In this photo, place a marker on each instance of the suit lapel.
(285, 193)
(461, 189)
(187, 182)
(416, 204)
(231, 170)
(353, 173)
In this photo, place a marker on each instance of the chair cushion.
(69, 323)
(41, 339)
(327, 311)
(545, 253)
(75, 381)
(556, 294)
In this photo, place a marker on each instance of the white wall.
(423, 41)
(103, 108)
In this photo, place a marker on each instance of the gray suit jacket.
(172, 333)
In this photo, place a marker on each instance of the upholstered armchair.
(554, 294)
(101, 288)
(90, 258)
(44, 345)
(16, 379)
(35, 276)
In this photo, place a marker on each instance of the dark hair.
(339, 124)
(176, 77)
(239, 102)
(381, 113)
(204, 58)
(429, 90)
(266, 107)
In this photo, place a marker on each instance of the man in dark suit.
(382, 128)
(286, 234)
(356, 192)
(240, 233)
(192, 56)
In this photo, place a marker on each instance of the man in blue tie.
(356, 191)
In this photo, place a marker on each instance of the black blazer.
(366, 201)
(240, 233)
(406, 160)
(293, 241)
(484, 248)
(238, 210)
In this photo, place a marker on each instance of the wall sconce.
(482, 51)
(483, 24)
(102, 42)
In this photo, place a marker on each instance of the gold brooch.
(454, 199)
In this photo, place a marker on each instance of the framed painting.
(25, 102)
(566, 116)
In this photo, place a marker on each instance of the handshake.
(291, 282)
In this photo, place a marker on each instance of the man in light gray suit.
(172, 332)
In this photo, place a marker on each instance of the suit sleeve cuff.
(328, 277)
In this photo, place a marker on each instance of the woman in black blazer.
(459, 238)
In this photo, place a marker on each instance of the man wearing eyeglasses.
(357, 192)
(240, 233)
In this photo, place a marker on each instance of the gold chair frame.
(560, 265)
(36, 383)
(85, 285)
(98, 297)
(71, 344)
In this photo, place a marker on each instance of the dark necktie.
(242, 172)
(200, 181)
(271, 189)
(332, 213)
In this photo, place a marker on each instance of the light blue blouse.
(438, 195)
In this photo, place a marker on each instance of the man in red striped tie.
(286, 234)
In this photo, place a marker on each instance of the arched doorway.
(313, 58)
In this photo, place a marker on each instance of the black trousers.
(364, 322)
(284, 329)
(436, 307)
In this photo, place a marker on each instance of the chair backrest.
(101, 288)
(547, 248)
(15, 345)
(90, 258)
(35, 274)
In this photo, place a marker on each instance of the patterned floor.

━━━━━━━━━━━━━━━━

• TASK STATEMENT: Repeat the records verbatim, starting with the line that contains "light blue blouse." and going on through the final line of the records.

• EXERCISE SOLUTION:
In this photo, place a marker on each instance of the light blue blouse.
(438, 195)
In this photo, place a marker on each instance of the man in red striped tie.
(286, 234)
In this photo, place a marker on each instance of the arched doorway.
(313, 58)
In this photo, place a marker on each instance of the black trousers.
(364, 322)
(284, 329)
(436, 307)
In this photo, place a marker on each instance of the chair backrest.
(101, 288)
(547, 248)
(15, 345)
(90, 258)
(35, 274)
In this photo, place a marker on each instance of the patterned floor.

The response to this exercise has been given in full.